Instruction: Copy every line of the listing from the one containing "Each instance receives one keypoint. Annotate the fence" down to the one containing "(1125, 458)", both included, and increase each coordinate in the answers by 45. Leave the pictures out of your copy.
** START OF Entries shown **
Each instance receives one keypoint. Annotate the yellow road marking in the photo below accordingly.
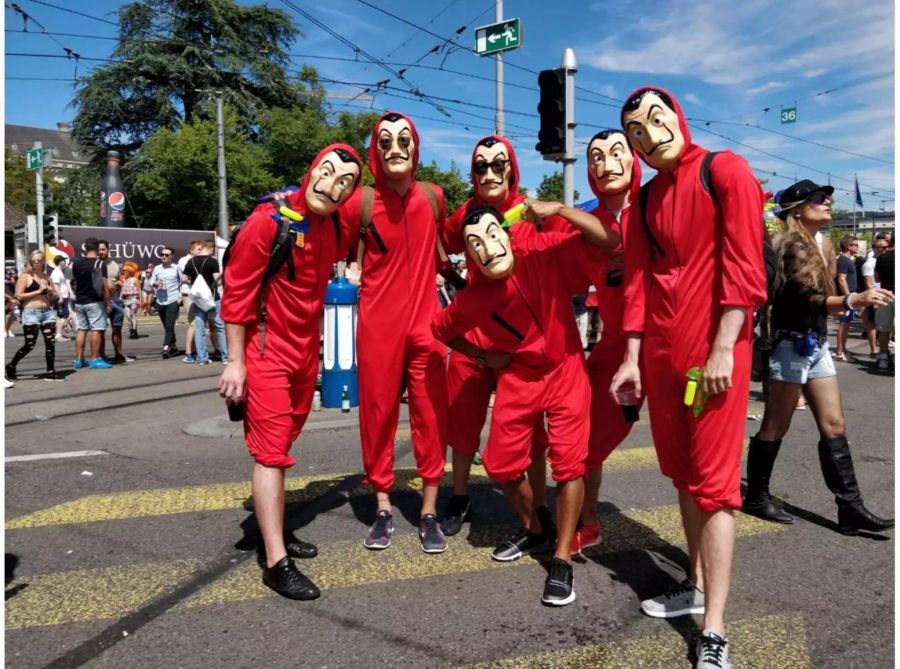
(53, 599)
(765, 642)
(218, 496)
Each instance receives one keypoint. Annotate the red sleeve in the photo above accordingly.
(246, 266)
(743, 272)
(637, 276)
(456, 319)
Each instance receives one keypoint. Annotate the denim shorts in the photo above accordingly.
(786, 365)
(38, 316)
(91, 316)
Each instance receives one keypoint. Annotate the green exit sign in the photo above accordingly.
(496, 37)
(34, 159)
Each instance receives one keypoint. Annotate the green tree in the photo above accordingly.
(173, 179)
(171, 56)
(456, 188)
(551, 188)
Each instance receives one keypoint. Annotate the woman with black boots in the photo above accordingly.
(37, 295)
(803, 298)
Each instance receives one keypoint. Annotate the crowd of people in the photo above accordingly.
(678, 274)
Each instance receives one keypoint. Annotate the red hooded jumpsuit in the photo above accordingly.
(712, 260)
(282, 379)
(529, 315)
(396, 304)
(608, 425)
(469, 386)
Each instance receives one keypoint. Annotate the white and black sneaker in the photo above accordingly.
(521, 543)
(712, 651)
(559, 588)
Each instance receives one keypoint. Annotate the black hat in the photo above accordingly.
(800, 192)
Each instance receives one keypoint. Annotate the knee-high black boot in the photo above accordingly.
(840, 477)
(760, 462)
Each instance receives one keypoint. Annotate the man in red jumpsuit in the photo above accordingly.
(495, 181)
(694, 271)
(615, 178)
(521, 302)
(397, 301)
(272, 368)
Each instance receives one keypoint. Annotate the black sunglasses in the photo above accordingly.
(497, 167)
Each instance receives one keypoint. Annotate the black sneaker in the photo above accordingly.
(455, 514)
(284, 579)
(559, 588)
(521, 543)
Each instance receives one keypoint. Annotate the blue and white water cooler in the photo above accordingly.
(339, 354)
** END OF Entries shown **
** START OF Entries shown **
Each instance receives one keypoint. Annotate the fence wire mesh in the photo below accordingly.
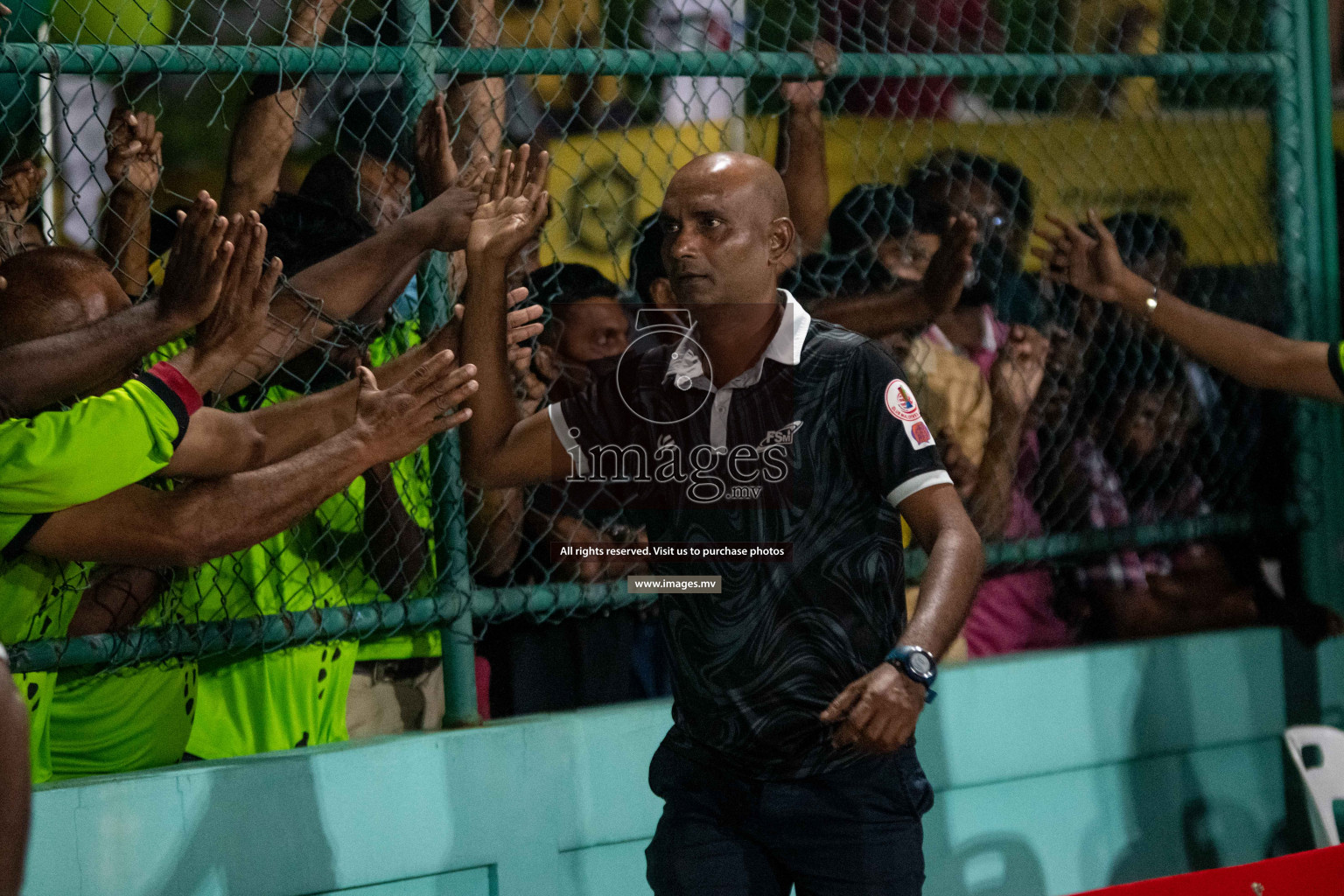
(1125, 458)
** END OF Entries shown **
Output for this task:
Each instance receives one keypoint. Annotate the fence wire mesh in the photo below accordingly.
(1170, 503)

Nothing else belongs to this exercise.